DOCUMENT SEGMENT:
_ _ _ _

Despite Murray’s eventual win, my most viscerally emotional stretch during the match — and I think what will be my strongest enduring memory from the evening — was early in the fifth set when I came to grips with the possibility that Murray could actually lose. I didn’t want to imagine how sad it would make my friends after all their hopes and belief in Murray, and especially after he had built a two-set lead. I was messaging Claire throughout the match, and in the fifth set I had no idea what to say to make the match less stressful. There was a good chance Berrettini would complete the comeback, and if he did, it would be devastating to Murray and his fans.

I spent the deciding set in full Murraynator mode, yelling for the Scot after virtually every point he won. It’s as vocally as I’ve ever cheered for a player, and again, I have no deep personal wells of affection for Murray. I just noticed I had a desperate desire for him to win early in the fifth set. I don’t think you choose these things. A few games into the fateful stanza, I recognized Claire sitting a few sections over, having not known where she was sitting previously.

“Claire I see where you are now,” I texted in a group chat.

“Oh you can see the crying girl with the Scotland flag,” she responded. “That’s good.”

_ _ _ _

DATASET EXCERPT:
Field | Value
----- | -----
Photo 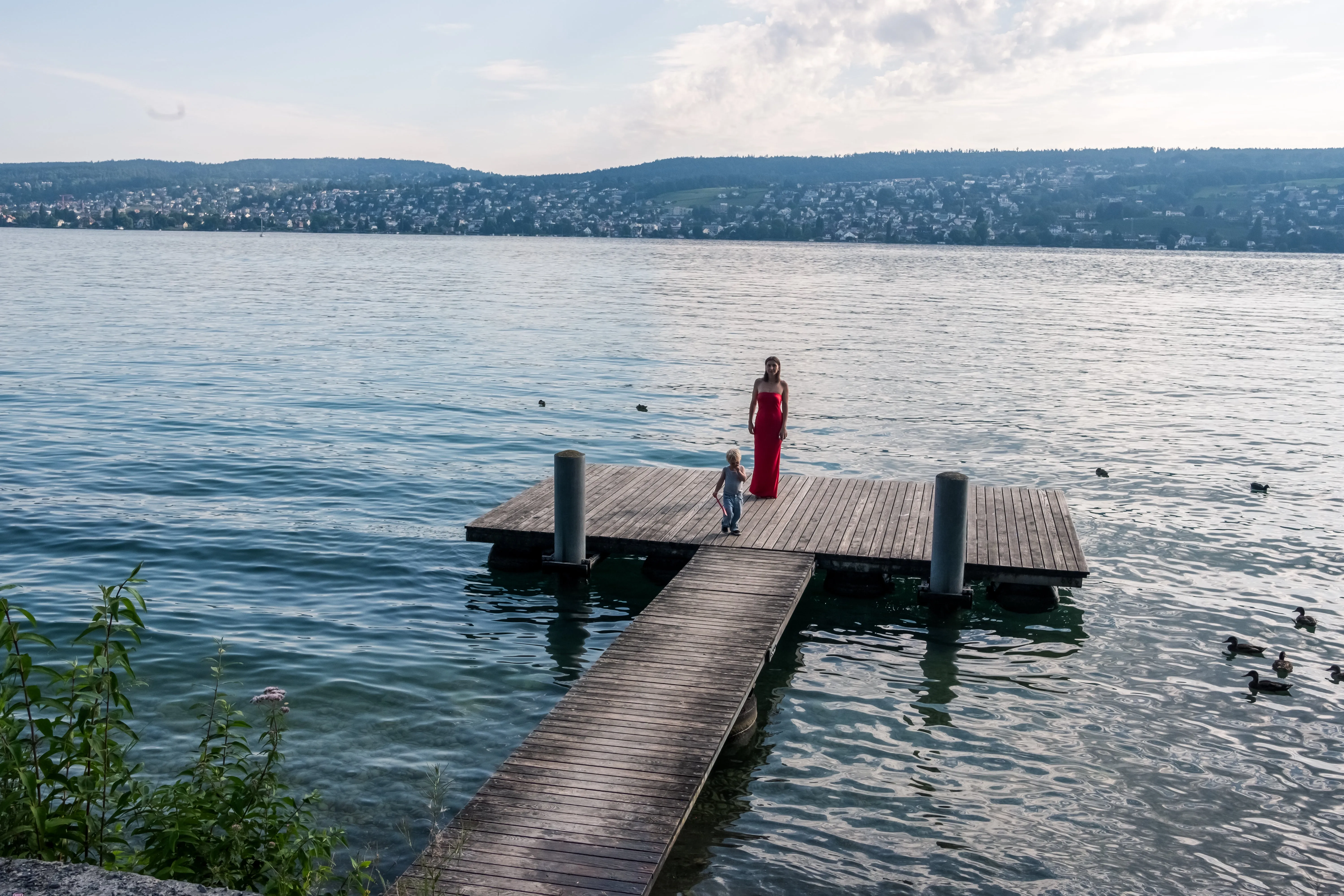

_ _ _ _

WRITTEN INSTRUCTION 1:
Translate this sentence from the tennis match account into Spanish: "I don’t think you choose these things."
WRITTEN INSTRUCTION 2:
Rewrite the tennis match account from "I spent the" up to and including "was sitting previously.", putting "shouting" in place of "yelling".
The listing has no connection to the account of the tennis match.

FULL SOLUTION 1:
No creo que uno elija estas cosas.

FULL SOLUTION 2:
I spent the deciding set in full Murraynator mode, shouting for the Scot after virtually every point he won. It’s as vocally as I’ve ever cheered for a player, and again, I have no deep personal wells of affection for Murray. I just noticed I had a desperate desire for him to win early in the fifth set. I don’t think you choose these things. A few games into the fateful stanza, I recognized Claire sitting a few sections over, having not known where she was sitting previously.